* [Stated task]
Locate every line in the items below that contains the word "leaf", and copy each of those lines.

* [Given entries]
___
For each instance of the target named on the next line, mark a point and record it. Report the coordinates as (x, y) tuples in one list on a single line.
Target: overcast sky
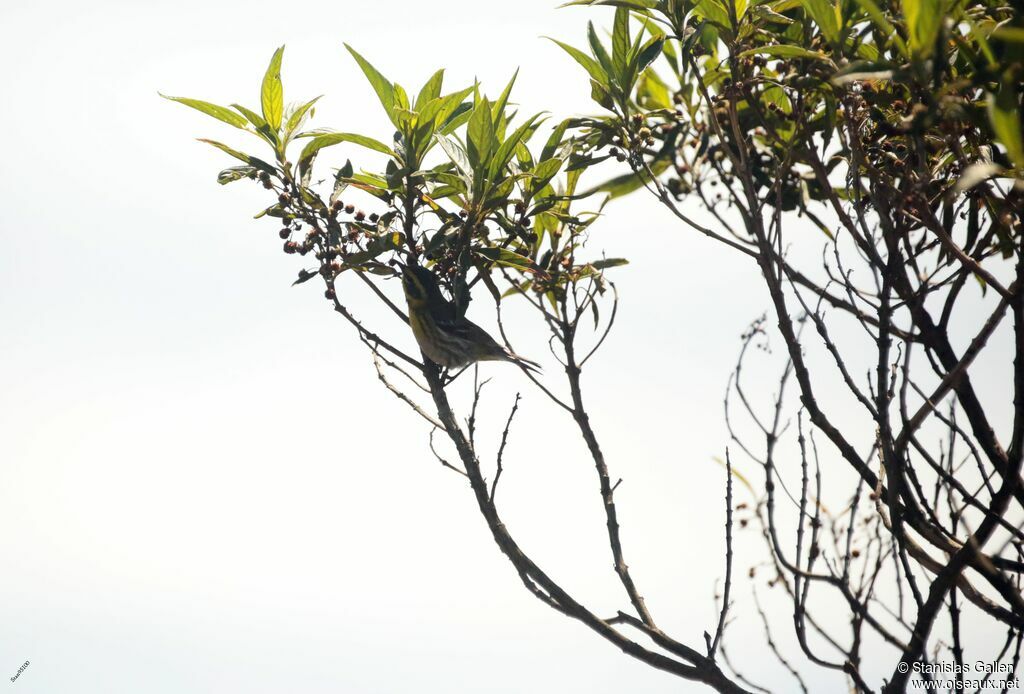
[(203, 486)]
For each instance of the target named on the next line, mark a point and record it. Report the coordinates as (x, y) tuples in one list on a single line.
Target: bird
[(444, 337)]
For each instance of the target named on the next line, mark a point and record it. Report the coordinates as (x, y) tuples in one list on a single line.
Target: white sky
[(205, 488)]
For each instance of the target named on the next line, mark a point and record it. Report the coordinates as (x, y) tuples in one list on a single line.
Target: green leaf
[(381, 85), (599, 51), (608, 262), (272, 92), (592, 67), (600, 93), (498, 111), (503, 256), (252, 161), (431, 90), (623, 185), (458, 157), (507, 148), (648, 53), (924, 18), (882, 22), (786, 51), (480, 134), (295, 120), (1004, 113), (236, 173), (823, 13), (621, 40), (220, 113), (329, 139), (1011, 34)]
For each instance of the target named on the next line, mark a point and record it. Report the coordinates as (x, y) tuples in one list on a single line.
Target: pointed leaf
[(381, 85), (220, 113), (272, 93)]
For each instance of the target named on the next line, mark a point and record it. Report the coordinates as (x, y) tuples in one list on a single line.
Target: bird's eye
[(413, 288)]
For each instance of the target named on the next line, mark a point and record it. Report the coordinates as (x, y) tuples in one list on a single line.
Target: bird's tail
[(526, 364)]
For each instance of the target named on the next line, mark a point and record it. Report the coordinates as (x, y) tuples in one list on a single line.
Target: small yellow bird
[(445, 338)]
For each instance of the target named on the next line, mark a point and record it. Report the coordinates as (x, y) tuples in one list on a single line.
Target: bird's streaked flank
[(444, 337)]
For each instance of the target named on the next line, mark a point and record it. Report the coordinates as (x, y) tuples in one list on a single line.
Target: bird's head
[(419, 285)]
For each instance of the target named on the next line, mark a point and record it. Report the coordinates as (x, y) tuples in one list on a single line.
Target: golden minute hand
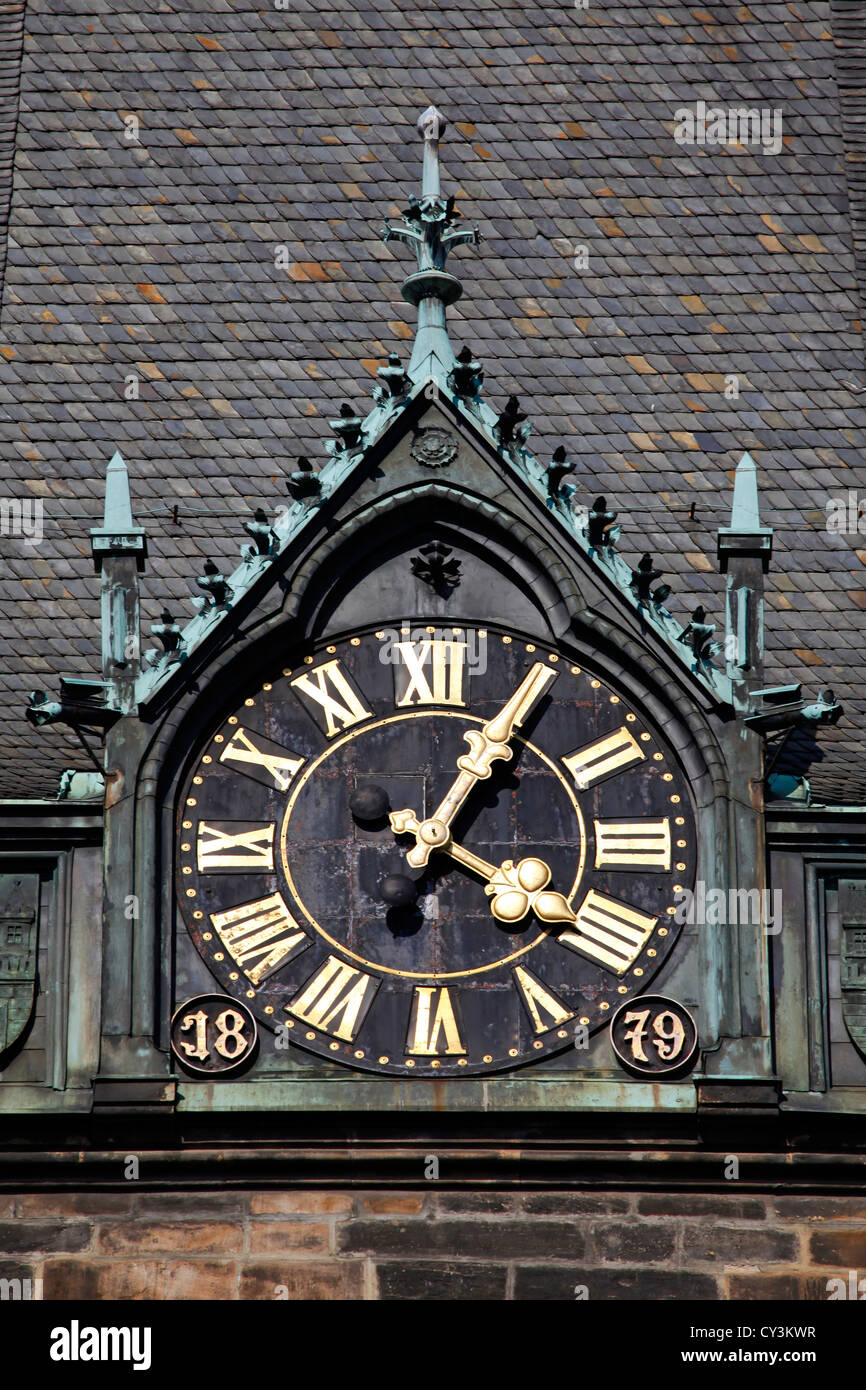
___
* [Exercise output]
Target: green leaf
Target: pointed leaf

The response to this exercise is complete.